Set out the lines from the one containing "Target: person" through the end of the listing as a Markdown table with the columns Row and Line. Number each row and skip blank lines.

------ Dataset content

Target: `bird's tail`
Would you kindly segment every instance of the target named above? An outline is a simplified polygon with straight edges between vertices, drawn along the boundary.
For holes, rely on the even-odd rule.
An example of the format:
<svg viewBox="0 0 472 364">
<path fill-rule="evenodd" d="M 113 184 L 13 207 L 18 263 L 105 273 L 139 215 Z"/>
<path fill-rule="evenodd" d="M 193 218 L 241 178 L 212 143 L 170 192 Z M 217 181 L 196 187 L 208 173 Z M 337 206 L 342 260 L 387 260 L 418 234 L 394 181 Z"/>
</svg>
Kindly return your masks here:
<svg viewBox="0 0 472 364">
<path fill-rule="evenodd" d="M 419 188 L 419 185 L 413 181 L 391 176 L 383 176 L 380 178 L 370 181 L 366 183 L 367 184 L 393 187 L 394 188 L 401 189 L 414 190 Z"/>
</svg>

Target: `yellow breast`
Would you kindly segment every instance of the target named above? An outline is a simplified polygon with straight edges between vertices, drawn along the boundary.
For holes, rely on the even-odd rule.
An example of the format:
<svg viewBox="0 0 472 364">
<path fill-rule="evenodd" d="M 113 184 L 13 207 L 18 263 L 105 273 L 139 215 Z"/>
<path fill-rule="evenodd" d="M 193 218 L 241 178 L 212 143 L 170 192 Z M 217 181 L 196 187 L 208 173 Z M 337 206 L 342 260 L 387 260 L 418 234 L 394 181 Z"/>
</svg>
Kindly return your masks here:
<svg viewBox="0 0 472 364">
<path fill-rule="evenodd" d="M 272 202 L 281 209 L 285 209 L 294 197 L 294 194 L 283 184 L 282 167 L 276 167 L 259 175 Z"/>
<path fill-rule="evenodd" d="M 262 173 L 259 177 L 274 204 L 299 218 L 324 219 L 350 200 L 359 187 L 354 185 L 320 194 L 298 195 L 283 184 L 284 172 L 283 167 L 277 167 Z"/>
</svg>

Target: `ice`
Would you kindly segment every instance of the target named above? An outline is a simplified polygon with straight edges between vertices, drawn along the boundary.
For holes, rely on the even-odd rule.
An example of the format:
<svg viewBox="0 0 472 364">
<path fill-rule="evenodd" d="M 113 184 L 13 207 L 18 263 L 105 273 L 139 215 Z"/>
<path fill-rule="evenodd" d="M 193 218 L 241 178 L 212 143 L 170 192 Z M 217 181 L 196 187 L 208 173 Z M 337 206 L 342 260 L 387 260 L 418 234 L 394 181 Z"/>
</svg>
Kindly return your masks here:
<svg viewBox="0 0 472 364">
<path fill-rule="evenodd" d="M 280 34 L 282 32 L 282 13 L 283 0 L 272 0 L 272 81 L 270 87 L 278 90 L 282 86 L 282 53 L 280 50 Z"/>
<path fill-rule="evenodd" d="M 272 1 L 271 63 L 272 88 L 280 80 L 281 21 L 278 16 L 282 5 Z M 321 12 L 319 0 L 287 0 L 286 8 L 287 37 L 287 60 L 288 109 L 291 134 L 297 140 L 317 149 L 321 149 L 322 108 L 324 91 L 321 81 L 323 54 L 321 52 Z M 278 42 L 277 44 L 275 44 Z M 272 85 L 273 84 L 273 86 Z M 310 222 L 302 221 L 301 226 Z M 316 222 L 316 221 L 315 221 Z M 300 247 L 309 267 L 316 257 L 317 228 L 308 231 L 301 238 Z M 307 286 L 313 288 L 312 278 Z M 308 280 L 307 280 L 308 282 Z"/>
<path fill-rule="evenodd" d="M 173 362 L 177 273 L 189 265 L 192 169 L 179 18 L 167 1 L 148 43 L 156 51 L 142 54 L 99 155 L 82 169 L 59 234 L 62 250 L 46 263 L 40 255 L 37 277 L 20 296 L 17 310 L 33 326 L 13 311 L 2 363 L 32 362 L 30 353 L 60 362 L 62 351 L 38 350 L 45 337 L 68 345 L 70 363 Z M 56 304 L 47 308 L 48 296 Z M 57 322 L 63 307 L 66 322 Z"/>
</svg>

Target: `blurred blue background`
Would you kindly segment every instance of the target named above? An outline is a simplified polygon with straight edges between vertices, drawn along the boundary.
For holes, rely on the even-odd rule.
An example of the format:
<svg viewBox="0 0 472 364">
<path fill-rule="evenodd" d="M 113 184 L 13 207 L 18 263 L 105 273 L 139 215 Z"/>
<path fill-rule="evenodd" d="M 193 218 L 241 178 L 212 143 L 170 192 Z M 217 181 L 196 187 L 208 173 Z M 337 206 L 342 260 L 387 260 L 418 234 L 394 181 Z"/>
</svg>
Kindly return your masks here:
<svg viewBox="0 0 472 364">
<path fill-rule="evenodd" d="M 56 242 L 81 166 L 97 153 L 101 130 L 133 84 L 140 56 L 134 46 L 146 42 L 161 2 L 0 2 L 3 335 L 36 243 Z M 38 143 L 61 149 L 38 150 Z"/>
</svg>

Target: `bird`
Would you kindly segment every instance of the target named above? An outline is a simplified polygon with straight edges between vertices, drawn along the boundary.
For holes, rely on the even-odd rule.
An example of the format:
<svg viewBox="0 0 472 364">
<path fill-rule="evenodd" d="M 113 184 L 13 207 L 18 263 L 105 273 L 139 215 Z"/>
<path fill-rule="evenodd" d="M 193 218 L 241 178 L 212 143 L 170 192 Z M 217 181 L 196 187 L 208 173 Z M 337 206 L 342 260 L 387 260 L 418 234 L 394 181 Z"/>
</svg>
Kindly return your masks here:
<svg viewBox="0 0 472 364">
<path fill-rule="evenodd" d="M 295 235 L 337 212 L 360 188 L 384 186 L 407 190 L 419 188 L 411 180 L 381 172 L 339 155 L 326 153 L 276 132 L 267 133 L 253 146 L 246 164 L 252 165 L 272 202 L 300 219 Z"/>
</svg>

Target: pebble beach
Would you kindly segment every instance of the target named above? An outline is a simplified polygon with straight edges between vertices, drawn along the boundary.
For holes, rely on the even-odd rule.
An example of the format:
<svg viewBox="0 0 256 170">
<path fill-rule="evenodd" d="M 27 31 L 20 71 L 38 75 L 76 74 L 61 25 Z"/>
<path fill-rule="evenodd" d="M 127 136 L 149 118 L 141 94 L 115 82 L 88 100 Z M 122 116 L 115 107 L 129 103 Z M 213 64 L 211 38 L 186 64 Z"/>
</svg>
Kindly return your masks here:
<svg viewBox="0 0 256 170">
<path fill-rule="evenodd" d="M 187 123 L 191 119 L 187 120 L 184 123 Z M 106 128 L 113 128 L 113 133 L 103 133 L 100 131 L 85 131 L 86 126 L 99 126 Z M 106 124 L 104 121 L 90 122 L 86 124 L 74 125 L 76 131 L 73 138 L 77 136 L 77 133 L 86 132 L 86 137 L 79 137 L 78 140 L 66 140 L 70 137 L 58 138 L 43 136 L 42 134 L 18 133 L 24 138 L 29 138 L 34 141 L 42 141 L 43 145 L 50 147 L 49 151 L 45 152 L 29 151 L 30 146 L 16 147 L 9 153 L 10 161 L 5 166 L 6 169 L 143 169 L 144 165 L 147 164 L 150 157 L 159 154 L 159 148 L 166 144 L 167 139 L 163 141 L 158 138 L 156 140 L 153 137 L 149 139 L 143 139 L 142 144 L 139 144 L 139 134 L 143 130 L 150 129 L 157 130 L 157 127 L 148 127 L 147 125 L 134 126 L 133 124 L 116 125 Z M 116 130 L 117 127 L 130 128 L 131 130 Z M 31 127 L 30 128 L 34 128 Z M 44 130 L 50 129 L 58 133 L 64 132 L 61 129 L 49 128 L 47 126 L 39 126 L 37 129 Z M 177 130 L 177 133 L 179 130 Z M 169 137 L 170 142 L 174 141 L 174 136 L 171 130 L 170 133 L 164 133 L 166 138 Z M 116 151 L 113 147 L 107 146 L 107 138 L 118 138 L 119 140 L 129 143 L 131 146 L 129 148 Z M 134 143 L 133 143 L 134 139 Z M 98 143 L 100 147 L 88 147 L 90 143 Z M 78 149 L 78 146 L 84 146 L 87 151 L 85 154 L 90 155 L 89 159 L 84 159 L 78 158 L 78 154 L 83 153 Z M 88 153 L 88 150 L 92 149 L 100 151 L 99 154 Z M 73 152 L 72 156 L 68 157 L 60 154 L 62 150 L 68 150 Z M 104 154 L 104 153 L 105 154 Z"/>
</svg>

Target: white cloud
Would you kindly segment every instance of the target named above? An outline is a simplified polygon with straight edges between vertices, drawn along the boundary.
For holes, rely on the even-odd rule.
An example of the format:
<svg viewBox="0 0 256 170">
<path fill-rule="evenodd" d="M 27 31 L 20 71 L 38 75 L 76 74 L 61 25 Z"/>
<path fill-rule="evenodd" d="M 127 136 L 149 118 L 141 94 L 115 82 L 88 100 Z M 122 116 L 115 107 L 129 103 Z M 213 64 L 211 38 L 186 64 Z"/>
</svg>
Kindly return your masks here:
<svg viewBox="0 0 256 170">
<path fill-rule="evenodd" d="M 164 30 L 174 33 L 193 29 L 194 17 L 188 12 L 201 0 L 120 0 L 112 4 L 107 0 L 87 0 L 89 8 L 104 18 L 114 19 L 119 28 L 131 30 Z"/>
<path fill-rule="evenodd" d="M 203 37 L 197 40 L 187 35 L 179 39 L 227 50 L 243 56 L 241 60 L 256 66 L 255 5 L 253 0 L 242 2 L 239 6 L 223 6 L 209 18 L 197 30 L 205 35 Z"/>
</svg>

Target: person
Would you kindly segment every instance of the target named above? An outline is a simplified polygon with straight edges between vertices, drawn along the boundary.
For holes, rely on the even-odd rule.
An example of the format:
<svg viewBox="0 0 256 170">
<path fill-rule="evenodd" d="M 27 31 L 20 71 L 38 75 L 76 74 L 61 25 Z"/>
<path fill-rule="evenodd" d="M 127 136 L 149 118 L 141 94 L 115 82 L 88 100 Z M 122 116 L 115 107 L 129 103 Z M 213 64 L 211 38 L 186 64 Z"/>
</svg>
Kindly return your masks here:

------------

## Correct result
| Row | Line |
|---|---|
| 1 | Target: person |
| 2 | Would you kindly segment every instance of the target named above? An outline is a simplified polygon with straight edges between vertices, drawn along the boundary. |
| 3 | For holes, rely on the even-odd rule. |
| 4 | An example of the format: |
| 5 | <svg viewBox="0 0 256 170"> |
| 6 | <path fill-rule="evenodd" d="M 27 31 L 20 71 L 38 75 L 76 74 L 61 25 Z"/> |
| 7 | <path fill-rule="evenodd" d="M 127 136 L 149 118 L 141 94 L 115 82 L 88 100 Z M 122 116 L 115 107 L 129 103 Z M 213 64 L 211 38 L 186 64 Z"/> |
| 8 | </svg> |
| 9 | Kindly return your masks here: |